Please write out the listing exactly, leaving each picture out.
□ □ □ □ □ □ □
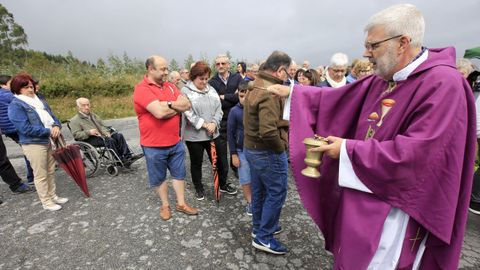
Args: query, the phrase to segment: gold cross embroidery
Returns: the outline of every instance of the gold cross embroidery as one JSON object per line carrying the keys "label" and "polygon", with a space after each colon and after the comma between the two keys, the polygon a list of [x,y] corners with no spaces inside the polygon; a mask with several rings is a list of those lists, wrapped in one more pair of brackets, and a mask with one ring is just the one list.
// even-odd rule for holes
{"label": "gold cross embroidery", "polygon": [[365,135],[365,141],[373,138],[375,135],[375,130],[372,128],[372,125],[368,126],[367,134]]}
{"label": "gold cross embroidery", "polygon": [[415,243],[417,243],[417,240],[422,240],[422,238],[420,238],[420,228],[417,229],[417,235],[414,238],[410,238],[410,241],[413,241],[412,249],[410,250],[411,252],[413,252],[413,249],[415,248]]}
{"label": "gold cross embroidery", "polygon": [[395,90],[395,87],[397,87],[397,82],[388,81],[388,87],[385,91],[383,91],[382,96],[384,96],[386,94],[390,94],[391,92],[393,92],[393,90]]}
□ □ □ □ □ □ □
REPLY TO THE EXERCISE:
Args: query, the phrase to segment: gold cross embroidery
Returns: the outline of every instance of the gold cross embroidery as one JSON object per line carrying the keys "label" and "polygon", with a space after each colon and after the comma between the two keys, the polygon a list of [x,y] corners with no spaces inside the polygon; a mask with several rings is a list of those lists, wrapped in one more pair of brackets, and a mask with one ring is just the one list.
// even-odd rule for holes
{"label": "gold cross embroidery", "polygon": [[365,135],[365,141],[373,138],[375,135],[375,130],[372,128],[372,125],[368,126],[367,134]]}
{"label": "gold cross embroidery", "polygon": [[415,243],[417,243],[417,240],[422,240],[422,238],[420,238],[420,228],[417,229],[417,235],[414,238],[410,238],[410,241],[413,241],[412,249],[410,250],[411,252],[413,252],[413,249],[415,248]]}
{"label": "gold cross embroidery", "polygon": [[395,90],[395,87],[397,87],[397,82],[388,81],[388,87],[385,91],[383,91],[382,96],[384,96],[386,94],[390,94],[391,92],[393,92],[393,90]]}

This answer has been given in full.